→ MATERIAL PROVIDED:
━━━━━━━━

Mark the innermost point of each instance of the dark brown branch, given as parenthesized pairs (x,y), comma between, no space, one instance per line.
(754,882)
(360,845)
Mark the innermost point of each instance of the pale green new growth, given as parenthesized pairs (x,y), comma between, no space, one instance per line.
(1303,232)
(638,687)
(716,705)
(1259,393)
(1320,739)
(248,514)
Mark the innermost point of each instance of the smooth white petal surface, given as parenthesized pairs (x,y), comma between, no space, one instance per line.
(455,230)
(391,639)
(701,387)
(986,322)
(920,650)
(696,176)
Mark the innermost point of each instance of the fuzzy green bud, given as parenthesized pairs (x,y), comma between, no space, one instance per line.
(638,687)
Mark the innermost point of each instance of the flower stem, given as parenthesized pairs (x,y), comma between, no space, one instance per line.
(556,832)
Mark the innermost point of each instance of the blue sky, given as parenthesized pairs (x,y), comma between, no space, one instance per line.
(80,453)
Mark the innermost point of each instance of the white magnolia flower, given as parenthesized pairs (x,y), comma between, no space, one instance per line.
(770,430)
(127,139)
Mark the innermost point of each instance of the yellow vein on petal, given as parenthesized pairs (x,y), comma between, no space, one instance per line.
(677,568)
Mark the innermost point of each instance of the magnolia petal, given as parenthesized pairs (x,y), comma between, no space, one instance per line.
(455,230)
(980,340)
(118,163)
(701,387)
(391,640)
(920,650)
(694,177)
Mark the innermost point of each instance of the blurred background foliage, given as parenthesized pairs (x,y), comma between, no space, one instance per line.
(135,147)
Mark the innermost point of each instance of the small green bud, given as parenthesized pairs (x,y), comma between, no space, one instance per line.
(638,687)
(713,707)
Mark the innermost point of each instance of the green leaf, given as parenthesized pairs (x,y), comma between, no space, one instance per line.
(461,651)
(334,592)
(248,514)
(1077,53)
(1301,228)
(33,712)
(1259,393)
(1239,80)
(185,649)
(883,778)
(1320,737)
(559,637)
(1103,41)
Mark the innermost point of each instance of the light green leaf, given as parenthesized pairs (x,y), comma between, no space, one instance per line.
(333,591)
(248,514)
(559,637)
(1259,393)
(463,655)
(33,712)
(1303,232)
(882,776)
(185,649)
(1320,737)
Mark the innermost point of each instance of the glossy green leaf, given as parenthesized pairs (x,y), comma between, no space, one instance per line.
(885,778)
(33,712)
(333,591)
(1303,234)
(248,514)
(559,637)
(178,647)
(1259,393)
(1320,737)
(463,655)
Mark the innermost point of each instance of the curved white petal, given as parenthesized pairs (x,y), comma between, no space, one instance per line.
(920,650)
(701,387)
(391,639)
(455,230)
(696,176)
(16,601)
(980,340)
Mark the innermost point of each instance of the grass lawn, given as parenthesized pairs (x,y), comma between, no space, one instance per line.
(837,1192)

━━━━━━━━

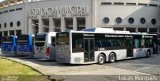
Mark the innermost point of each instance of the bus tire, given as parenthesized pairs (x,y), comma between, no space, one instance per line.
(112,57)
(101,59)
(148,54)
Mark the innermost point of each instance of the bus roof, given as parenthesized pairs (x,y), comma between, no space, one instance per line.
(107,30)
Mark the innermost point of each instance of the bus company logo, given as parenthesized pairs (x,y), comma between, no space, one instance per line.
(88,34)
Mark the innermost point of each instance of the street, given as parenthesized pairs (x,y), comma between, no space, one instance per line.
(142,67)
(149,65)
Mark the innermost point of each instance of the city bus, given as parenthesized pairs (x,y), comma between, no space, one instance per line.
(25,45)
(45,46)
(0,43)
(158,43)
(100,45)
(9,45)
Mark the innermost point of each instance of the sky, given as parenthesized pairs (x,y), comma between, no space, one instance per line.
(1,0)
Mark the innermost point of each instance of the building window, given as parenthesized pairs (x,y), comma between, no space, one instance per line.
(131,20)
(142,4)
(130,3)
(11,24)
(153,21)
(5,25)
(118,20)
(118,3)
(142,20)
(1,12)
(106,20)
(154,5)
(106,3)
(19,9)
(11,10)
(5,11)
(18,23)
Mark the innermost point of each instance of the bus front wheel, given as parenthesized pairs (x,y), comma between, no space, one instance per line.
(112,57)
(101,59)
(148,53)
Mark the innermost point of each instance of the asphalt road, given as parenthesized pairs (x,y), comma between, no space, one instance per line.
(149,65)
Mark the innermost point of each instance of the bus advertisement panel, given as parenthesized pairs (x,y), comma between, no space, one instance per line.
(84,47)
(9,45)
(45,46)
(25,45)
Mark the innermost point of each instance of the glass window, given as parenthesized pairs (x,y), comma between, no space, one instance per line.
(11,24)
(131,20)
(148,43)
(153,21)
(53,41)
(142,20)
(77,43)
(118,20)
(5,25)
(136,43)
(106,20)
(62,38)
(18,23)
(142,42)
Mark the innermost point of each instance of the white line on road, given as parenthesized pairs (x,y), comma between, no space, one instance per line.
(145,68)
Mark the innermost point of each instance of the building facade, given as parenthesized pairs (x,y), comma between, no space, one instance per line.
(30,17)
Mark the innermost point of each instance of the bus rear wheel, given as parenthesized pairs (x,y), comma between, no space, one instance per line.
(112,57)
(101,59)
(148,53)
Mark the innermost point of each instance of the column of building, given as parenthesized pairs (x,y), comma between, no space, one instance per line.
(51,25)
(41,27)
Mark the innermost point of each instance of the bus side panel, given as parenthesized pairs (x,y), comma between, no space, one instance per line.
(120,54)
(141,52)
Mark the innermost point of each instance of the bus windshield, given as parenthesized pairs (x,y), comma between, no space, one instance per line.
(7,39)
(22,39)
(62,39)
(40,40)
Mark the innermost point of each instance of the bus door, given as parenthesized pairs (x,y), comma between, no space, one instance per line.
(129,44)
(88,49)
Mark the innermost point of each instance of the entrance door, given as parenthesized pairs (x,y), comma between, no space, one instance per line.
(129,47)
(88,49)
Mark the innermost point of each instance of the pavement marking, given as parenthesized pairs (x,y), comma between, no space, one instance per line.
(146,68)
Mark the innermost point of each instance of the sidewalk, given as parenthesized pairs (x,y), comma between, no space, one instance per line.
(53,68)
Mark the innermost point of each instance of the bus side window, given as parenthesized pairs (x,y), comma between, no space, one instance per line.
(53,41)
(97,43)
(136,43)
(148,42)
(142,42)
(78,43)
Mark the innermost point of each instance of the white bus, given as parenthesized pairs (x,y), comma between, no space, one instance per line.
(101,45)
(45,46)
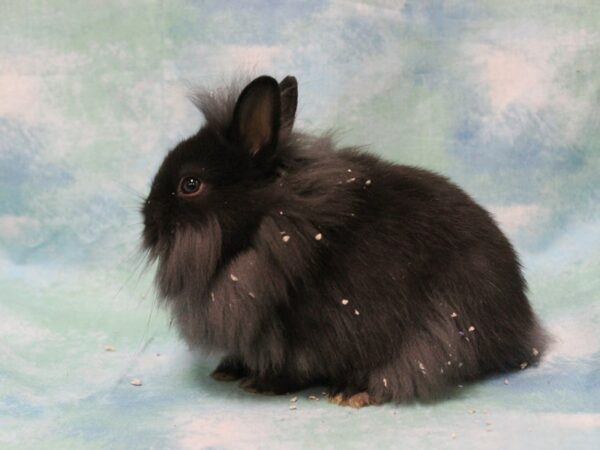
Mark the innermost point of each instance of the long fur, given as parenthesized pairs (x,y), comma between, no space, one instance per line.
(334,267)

━━━━━━━━

→ CHALLENGE: Locate each line in the listing above that includes the word "flower" and copy those lines out in full.

→ THE ANSWER:
Mark the innermost point of each instance of the flower stem, given as parenthesized pairs (x,y), comma between, no space, one instance per line.
Mark the innermost point of each instance of the white magnolia flower, given as parenthesized pairs (x,y), comma between, no space, one instance per line.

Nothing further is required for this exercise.